PAGE
* * * * * * *

Imputation

Overview

Imputation Scenarios

MPSTime supports univariate time-series imputation with three key patterns of missing data:

  1. Individual missing points (e.g., values missing at $t = 10, 20, 80$)
  2. Single contiguous blocks (e.g., values missing from $t = 25-70$)
  3. Multiple contiguous blocks (e.g., values missing from $t = 5-10$, $t = 25-50$ and $t = 80-90$)

MPSTime can also handle any combination of these patterns. For instance, you might need to impute a single contiguous block from $t = 10-30$, plus individual missing points at $t = 50$ and $t=80$.

Setup

The first step is to train an MPS. Here, we'll train an MPS in an unsupervised manner (no class labels) using an adapted version of the noisy trendy sinusoid dataset from the Classification tutorial.

using MPSTime, Random 
rng = Xoshiro(1); # fix rng seed
ntimepoints = 100; # specify number of samples per instance.

* * * * * * *

WRITTEN EXERCISE
Translate this sentence from the imputation page into Spanish: "MPSTime can also handle any combination of these patterns." The material is separate from the imputation page.

LISTED ENTRIES
* * * * * * *

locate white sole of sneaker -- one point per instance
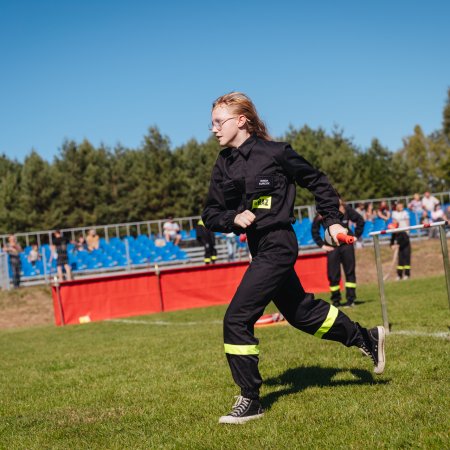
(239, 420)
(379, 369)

* * * * * * *

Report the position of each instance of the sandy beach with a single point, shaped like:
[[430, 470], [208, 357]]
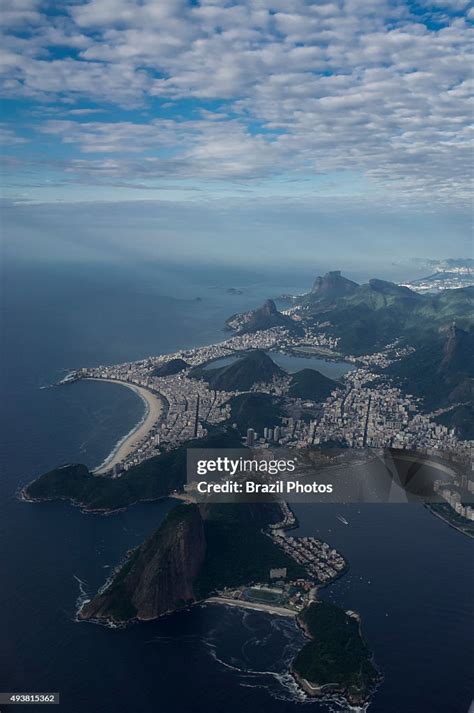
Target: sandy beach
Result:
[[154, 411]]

* * * * * * *

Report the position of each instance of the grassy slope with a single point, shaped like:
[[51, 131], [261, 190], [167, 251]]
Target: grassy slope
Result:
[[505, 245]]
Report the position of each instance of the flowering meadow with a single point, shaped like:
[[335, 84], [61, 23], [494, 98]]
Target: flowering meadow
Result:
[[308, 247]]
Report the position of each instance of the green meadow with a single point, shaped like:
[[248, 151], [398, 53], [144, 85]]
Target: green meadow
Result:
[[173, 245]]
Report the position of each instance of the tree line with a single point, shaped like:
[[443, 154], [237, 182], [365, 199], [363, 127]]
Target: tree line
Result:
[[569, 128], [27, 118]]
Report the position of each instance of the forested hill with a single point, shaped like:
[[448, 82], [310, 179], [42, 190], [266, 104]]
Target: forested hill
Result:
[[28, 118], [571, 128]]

* * * * * * *

IN RESPONSE
MPSTime también puede manejar cualquier combinación de estos patrones.